Kutipan Pilihan:
Delicate, Delightful, Delicious
~A Blog

Sunday, August 17, 2008

Masalah Kependudukan dan Paradigma Berkeluarga di Singapore


“After all, children cost their parents more in food and college tuition than they bring in.”

Tingkat kesuburan (fertility rate) adalah salah satu data penting yang digunakan untuk mengetahui karakteristik demografi suatu objek. Misal, Mali yang tercatat berangka 7,34 menunjukkan bahwa setiap wanita di sana melahirkan sebanyak rata-rata 7,34 kali sepanjang hidupnya. Ini adalah angka tertinggi di dunia. Sekadar informasi, angka rata-rata tingkat kesuburan dunia adalah 2,58.

Untuk negara seperti Indonesia dengan tingkat kesuburan 2,34 (tahun 2008), masalah berkurangnya jumlah populasi barangkali tidak pernah terlintas dalam benak para pengambil kebijakan. Tetapi lain halnya dengan negara-negara maju seperti Jepang (tingkat kesuburan 1,27), Jerman (1,36), Korea Selatan (1,21), atau pun Singapore (1,29) karena tingkat kesuburan minimal yang dibutuhkan negara maju agar populasi tidak berkurang drastis dalam jangka panjang adalah sekitar 2,1. Dan jelas, empat negara tadi adalah sedikit dari banyak negara-negara maju yang terancam masalah kependudukan di masa depan.

Memangnya seberapa krusial masalah ini?

Di Korea Selatan, seperti diberitakan Korean Times akhir tahun lalu, 32 persen sekolah dasar di Korsel terpaksa tutup karena begitu rendahnya angka kelahiran.

Sebuah artikel di The New York Times membahas tentang angka 1,29 bagi Singapore. Dengan angka sekecil itu, diproyeksikan populasi negara mini yang jumlah penduduknya setengah dari Jakarta ini akan menciut hingga setengahnya dalam 45 tahun. Lebih jauh, efek penurunan tajam ini disebut mustahil untuk diperbaiki seperti semula.

Pemerintah Singapore bukan berarti berpangku tangan terhadap fakta ini. Sudah berjalan 20 tahun sejak pertama kali Singapore menerapkan kebijakan-kebijakan seputar penambahan jumlah populasi. Harapannya jelas untuk memotivasi masyarakat untuk memiliki anak, tapi kenyataannya hingga saat ini belum memuaskan. Justru beberapa parameter lain mengalami penurunan: rata-rata umur ibu yang melahirkan anak pertama menjadi 29,4 tahun. Pasangan suami istri juga menunggu rata-rata 28 bulan sebelum memiliki anak pertama.

Tujuan Latihan: Kutip tanpa perubahan bagian tulisan tentang masalah kependudukan di Singapore dari "Memangnya seberapa krusial" sampai "diperbaiki seperti semula.".

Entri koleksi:
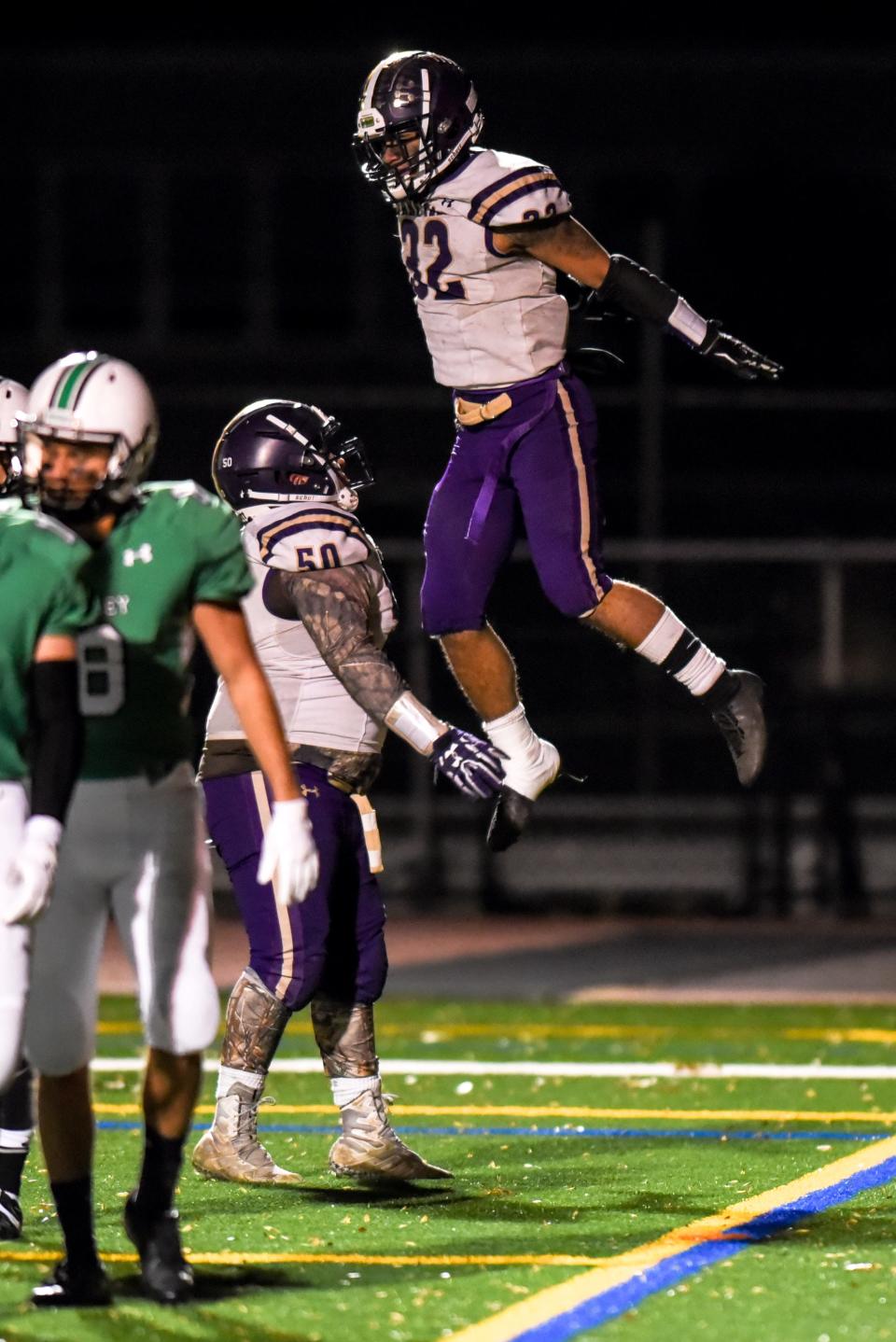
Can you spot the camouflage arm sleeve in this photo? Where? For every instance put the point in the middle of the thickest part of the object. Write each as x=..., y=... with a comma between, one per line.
x=336, y=607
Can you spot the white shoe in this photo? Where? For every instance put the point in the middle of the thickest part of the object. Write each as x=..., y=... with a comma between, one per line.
x=371, y=1151
x=231, y=1149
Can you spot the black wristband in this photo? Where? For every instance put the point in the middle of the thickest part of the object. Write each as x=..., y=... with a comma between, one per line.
x=637, y=291
x=57, y=737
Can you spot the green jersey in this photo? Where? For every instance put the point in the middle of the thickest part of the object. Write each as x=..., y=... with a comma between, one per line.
x=40, y=592
x=174, y=548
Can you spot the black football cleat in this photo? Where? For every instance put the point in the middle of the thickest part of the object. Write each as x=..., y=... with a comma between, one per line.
x=514, y=806
x=509, y=818
x=743, y=725
x=70, y=1287
x=9, y=1216
x=165, y=1274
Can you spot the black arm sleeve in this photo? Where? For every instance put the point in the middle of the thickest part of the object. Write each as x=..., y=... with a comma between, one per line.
x=57, y=737
x=637, y=291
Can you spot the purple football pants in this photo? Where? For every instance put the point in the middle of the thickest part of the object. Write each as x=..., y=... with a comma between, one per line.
x=540, y=453
x=330, y=944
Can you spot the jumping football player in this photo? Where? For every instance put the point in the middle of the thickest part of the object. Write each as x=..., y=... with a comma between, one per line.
x=166, y=560
x=319, y=613
x=43, y=604
x=483, y=235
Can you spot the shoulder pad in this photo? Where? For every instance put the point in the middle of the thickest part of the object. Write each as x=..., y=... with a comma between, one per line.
x=180, y=492
x=517, y=190
x=57, y=527
x=310, y=537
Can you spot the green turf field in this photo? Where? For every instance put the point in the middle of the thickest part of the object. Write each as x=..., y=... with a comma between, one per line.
x=582, y=1206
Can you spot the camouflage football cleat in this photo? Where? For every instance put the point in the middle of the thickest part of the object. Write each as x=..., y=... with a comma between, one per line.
x=231, y=1149
x=743, y=725
x=369, y=1149
x=515, y=800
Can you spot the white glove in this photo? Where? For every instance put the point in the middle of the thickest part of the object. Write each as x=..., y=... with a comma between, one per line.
x=28, y=878
x=288, y=855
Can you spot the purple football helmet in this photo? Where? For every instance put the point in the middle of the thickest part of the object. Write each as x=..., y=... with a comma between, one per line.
x=286, y=451
x=419, y=114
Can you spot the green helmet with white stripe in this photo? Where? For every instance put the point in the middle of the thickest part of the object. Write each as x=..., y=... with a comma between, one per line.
x=91, y=398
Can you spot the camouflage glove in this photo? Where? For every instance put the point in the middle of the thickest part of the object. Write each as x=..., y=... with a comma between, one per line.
x=736, y=357
x=472, y=765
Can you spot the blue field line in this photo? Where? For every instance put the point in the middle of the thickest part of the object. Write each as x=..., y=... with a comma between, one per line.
x=619, y=1299
x=693, y=1134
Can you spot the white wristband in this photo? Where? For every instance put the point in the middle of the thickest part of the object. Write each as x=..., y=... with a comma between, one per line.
x=414, y=723
x=45, y=830
x=687, y=322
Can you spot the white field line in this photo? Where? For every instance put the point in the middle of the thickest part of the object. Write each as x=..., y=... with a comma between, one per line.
x=455, y=1067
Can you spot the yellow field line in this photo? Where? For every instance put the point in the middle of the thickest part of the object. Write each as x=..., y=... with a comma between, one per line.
x=435, y=1033
x=758, y=1115
x=236, y=1259
x=557, y=1299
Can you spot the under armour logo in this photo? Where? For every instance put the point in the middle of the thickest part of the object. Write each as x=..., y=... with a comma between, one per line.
x=144, y=554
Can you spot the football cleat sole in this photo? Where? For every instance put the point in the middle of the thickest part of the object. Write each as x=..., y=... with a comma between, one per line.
x=742, y=723
x=73, y=1289
x=164, y=1272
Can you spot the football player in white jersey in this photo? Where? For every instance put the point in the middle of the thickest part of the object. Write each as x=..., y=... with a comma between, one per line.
x=483, y=235
x=319, y=612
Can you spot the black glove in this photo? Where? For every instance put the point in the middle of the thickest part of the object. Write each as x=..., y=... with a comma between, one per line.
x=736, y=357
x=472, y=765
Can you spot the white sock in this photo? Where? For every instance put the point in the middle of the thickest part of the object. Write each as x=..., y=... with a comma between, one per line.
x=514, y=737
x=346, y=1088
x=229, y=1076
x=671, y=646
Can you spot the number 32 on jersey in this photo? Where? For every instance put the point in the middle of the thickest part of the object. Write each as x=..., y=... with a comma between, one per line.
x=427, y=255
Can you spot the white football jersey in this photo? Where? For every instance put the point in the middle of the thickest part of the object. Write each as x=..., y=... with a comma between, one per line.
x=315, y=705
x=488, y=319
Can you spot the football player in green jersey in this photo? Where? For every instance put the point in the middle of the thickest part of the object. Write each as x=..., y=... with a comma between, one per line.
x=42, y=608
x=166, y=561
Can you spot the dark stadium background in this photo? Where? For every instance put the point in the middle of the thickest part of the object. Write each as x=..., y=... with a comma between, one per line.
x=188, y=199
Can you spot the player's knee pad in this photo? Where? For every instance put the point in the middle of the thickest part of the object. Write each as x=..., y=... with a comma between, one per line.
x=59, y=1035
x=291, y=979
x=576, y=594
x=186, y=1019
x=14, y=995
x=11, y=1032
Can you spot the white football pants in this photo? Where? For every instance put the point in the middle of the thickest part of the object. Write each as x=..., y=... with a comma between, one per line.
x=14, y=941
x=134, y=849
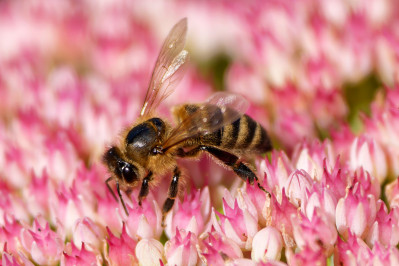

Jawaban:
Memangnya seberapa krusial masalah ini?

Di Korea Selatan, seperti diberitakan Korean Times akhir tahun lalu, 32 persen sekolah dasar di Korsel terpaksa tutup karena begitu rendahnya angka kelahiran.

Sebuah artikel di The New York Times membahas tentang angka 1,29 bagi Singapore. Dengan angka sekecil itu, diproyeksikan populasi negara mini yang jumlah penduduknya setengah dari Jakarta ini akan menciut hingga setengahnya dalam 45 tahun. Lebih jauh, efek penurunan tajam ini disebut mustahil untuk diperbaiki seperti semula.